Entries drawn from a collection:

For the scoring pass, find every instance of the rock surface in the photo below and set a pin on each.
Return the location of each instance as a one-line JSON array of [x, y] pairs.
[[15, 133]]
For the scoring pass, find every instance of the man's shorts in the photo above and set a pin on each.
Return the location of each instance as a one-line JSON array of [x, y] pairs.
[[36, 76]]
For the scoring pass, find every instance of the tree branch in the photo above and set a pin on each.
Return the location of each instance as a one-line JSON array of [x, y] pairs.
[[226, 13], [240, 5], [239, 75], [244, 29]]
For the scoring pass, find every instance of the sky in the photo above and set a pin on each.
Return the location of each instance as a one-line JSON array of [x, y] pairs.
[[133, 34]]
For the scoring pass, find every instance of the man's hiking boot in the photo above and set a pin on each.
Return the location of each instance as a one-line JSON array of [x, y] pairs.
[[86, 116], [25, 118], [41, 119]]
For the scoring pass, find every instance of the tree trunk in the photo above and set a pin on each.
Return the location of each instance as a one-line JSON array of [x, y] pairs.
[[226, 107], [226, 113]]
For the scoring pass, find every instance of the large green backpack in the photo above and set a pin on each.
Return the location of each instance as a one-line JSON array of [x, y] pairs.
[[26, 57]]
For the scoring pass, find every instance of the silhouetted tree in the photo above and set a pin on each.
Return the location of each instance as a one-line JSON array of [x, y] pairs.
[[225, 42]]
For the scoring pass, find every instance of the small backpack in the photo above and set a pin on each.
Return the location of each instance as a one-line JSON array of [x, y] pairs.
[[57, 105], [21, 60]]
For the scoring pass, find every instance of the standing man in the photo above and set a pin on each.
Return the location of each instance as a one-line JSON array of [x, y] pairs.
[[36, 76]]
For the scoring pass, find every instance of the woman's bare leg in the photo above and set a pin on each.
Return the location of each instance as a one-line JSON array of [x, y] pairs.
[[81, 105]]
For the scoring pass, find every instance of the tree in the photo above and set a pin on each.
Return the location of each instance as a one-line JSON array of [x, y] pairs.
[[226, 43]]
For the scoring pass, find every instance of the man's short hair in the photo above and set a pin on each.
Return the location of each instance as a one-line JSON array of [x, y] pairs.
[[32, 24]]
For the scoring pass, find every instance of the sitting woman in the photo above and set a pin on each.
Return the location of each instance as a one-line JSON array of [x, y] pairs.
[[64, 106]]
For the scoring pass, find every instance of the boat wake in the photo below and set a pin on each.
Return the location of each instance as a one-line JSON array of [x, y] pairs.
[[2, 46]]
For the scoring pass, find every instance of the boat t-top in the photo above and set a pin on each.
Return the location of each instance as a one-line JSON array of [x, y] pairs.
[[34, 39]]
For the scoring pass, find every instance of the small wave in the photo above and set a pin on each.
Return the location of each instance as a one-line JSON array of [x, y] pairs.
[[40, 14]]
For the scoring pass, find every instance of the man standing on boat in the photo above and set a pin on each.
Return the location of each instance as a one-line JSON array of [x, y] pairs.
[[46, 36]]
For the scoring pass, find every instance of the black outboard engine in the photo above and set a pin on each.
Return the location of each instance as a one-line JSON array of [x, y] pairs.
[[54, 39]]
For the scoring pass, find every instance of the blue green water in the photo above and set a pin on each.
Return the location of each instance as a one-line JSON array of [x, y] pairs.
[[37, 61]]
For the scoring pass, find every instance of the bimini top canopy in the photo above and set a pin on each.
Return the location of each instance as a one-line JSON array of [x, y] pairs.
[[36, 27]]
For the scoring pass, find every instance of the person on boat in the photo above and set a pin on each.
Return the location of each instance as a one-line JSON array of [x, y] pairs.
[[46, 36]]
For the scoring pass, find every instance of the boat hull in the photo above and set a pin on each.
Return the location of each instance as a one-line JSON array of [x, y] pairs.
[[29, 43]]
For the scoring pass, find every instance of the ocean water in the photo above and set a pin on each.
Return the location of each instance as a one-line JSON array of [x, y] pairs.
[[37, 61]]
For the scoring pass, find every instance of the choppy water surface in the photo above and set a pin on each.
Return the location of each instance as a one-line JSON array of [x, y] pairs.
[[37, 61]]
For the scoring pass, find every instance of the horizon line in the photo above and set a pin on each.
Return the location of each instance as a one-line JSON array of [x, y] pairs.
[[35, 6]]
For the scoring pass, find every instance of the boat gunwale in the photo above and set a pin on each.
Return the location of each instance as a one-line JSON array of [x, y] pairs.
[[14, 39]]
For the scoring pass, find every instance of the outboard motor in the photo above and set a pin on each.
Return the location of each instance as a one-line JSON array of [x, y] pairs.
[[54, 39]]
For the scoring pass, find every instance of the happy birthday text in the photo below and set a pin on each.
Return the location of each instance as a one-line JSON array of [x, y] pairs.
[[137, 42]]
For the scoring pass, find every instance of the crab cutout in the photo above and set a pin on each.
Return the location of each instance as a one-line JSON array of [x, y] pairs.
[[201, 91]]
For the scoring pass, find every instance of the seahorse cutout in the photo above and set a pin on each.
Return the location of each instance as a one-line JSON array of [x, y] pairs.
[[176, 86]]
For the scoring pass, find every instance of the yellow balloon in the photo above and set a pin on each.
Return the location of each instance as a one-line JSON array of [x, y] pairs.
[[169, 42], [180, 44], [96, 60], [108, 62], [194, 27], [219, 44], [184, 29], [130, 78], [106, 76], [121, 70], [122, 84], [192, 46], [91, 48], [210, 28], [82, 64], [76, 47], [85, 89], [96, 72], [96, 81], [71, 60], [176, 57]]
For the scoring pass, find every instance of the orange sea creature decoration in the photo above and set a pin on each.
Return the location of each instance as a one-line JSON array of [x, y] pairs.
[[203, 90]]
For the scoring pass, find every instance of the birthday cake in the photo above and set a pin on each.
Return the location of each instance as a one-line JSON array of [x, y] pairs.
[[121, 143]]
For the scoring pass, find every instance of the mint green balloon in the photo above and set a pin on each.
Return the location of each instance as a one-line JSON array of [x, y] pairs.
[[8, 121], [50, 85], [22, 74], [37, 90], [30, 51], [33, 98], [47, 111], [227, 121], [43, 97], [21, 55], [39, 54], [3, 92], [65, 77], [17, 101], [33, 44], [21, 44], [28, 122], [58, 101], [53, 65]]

**Task statement**
Copy every line of the items from the line containing "For the scoring pass, find every instance of the small backpack" through the line containing "[[57, 105], [21, 60]]". Change only the answers, adding 27 to each coordinate.

**Expected answer**
For the scoring pass, find every instance of the small backpack in the photo above and set a pin on each.
Return the location of each instance as a one-line JSON array of [x, y] pairs.
[[84, 132], [48, 87]]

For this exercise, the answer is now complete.